## TASK TO COMPLETE
Answer these questions from the 401k excerpt below:
1. Who created the Social Security system?
2. Which original Dow company is the only one left?
3. About how high did the Dow climb by 2007?

## PAGE EXCERPT
========================================
On the other hand, suppose you had a 401k plan in 1929 but a lot of it was not invested in the Dow but in some of the smaller companies.  It is likely you would have lost even more because a lot of the small companies simply evaporated as the country entered the Great Depression.  Fortunately, 401k plans didn’t exist then. Unfortunately, a lot of people who thought they might be able to make it in retirement from company pensions or other funding were rudely awakened when their company pensions vaporized as well as their life savings because a lot of the banks failed.  Many retirement-aged people in the Great Depression were destitute and it was for this reason that FDR created the Social Security system. (Imagine where we would be today if George Bush had gotten his way and converted Social Security into a plan where each individual invested their Social Security contributions in the stock market – just like the their current 401k plans).

The Dow Jones chart shows that time and again the stock market drops as drastically as it rises. Over all it can be expected that the value of the Dow will drop dramatically between 20% and 50% every four or five years, with a few exceptions where it may not drop quite so much and others where it drops a lot more. Overall, it doesn’t seem to be the sort of thing you would want to bet your retirement on, does it? And that’s just the Dow, the biggest companies in America. That is not taking into account all the little companies that just vaporize when things get tough. Even more disconcerting to note is that of the original companies that made up the Dow, there is only one left! The others are gone or morphed into something else or downsized into insignificance.  The one original company that is left is GE.  GE’s stock traded at $6.66 today, only about a tenth of its value in 2000. So much for safety in the Dow.

Look again at the historical chart of the Dow Jones average.  Notice that from about 1960 until 1980 it just oscillated with no upward momentum. But in 1982 it took off! Of course it took off.  Everyone began plowing all their retirement money into the stock market – just what American business and our Republican Party dominated government wanted. The market skyrocketed from about 800 in 1982 to almost 14,000 in 2007, a gain of almost 1650%!!! Compare that with the period 1960 to 1980. The Dow went from about 700 to about 800 in twenty years, a gain of only 14%.  Could it be that our economy magically took off in 1982 and never looked back because our business community suddenly figured out some new business plan?  Hardly.  It was because of all the money that people innocently put into their 401k plans.  The American working man was the victim of a monumental Ponzi scheme cooked up by a business/government coalition that didn’t give a hoot about the welfare of the American citizen. The 401k scheme was just a clever idea to get the ordinary American citizen to plow his earnings right back into the business world so the wealthy could get even wealthier.  And it worked.
========================================
## THE DATA

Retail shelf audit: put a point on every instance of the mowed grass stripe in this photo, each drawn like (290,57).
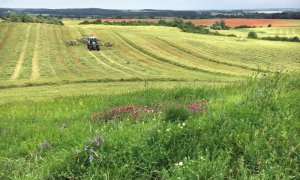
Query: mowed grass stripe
(115,60)
(12,51)
(59,52)
(101,66)
(195,52)
(107,60)
(135,58)
(76,71)
(46,70)
(168,60)
(35,62)
(54,54)
(263,53)
(235,54)
(148,65)
(3,32)
(179,54)
(7,36)
(47,65)
(101,62)
(17,69)
(26,68)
========================================
## EXPECTED OUTPUT
1. FDR
2. GE
3. Almost 14,000